■ **Saved entries**:
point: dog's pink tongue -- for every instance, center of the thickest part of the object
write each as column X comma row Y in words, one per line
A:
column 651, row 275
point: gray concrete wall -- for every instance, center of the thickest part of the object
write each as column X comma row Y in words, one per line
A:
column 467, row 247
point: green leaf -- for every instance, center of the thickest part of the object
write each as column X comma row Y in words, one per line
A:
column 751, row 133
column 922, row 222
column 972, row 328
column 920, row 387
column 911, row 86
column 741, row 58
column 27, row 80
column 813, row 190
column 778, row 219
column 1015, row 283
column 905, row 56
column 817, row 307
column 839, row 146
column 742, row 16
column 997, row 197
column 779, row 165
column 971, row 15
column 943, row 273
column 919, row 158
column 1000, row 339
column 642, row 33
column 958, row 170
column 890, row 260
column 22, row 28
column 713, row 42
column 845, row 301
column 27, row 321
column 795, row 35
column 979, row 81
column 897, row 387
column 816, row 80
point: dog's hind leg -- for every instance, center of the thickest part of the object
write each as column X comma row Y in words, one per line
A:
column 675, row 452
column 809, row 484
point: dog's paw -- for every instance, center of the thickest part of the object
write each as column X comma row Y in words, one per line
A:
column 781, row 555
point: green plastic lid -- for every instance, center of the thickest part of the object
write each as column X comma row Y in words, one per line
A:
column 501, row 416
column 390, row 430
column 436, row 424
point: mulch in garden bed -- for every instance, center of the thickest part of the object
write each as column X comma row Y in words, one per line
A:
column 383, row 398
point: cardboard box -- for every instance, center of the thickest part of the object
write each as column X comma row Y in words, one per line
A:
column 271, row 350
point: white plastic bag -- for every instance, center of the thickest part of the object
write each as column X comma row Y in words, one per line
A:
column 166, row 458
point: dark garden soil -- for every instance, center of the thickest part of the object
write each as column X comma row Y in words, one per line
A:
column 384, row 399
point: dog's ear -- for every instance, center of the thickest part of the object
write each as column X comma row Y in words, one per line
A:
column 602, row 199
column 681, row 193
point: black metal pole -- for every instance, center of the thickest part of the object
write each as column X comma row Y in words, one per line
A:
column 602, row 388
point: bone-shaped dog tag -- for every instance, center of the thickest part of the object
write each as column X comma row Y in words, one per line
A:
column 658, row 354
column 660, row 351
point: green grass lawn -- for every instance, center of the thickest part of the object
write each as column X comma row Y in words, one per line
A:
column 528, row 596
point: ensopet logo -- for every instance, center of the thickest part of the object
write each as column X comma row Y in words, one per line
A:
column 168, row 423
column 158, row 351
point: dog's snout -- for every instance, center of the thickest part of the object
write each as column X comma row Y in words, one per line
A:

■ **TASK DESCRIPTION**:
Write out the entries above again, switching each "thickest part" to "widest part" and leaving everything else as it is.

■ **RESULT OF THIS EXERCISE**:
point: dog's pink tongue -- for every instance, center of the widest part of the object
write each as column X comma row Y in words, one per line
A:
column 651, row 275
point: gray concrete wall -- for every instance, center of the widest part of the object
write each as column X comma row Y in words, one per line
A:
column 467, row 247
point: green leaf -- for every instance, center of the widest part of the object
write each as column X comma row Y in words, one per line
A:
column 751, row 133
column 922, row 222
column 972, row 328
column 920, row 387
column 911, row 86
column 741, row 58
column 27, row 80
column 813, row 190
column 778, row 219
column 1015, row 283
column 905, row 56
column 817, row 307
column 839, row 146
column 742, row 16
column 997, row 197
column 779, row 165
column 971, row 15
column 943, row 273
column 919, row 158
column 1000, row 339
column 642, row 33
column 958, row 170
column 890, row 260
column 22, row 28
column 713, row 42
column 845, row 301
column 27, row 321
column 795, row 35
column 979, row 81
column 897, row 387
column 816, row 80
point: dog's hind leg -- for every instance, center of the widest part of the object
write each as column X comma row Y in words, one per line
A:
column 675, row 452
column 809, row 484
point: dog's paw -- for every instance, center of the widest part of the object
write each as column X comma row Y in words, one per line
A:
column 781, row 555
point: green plastic lid -- for every instance, center of the widest part of the object
write each as column X comma row Y in words, one per line
A:
column 501, row 416
column 390, row 430
column 436, row 424
point: mulch in garden bed -- for every instance, center of the widest part of the object
write each as column X comma row Y in words, one per line
A:
column 383, row 398
point: cardboard box -- for every instance, center of the widest part of the object
write each as column X comma row Y in words, one per line
A:
column 271, row 350
point: white plastic bag -- for every instance, center of the widest part of the object
write each as column X comma row Y in words, one per line
A:
column 166, row 458
point: dark garden soil -- for every instance, center of the widest part of the object
write each as column X comma row Y in words, one per line
A:
column 384, row 399
point: dog's ear -- for every instance, center of the widest part of the object
write each as column X comma row Y in words, one per line
A:
column 602, row 199
column 681, row 193
point: black metal pole -- for every instance, center of the widest part of the object
write each as column X comma row Y in words, one per line
A:
column 602, row 388
point: bone-shaped dog tag -- for every instance, center of the widest part of the object
write each as column X comma row Y in words, one per line
A:
column 658, row 354
column 660, row 351
point: green grass lawn -- for every instance, center of the widest part of the object
write each as column X comma row Y in words, one per line
A:
column 528, row 596
point: ensopet logo -- for every instance, center of the widest part of the object
write each as column X comma row Y in words, one per line
A:
column 168, row 423
column 158, row 351
point: dog's snout -- for every instance, center of the widest part of the object
write each as column X comma row Y in words, one per line
A:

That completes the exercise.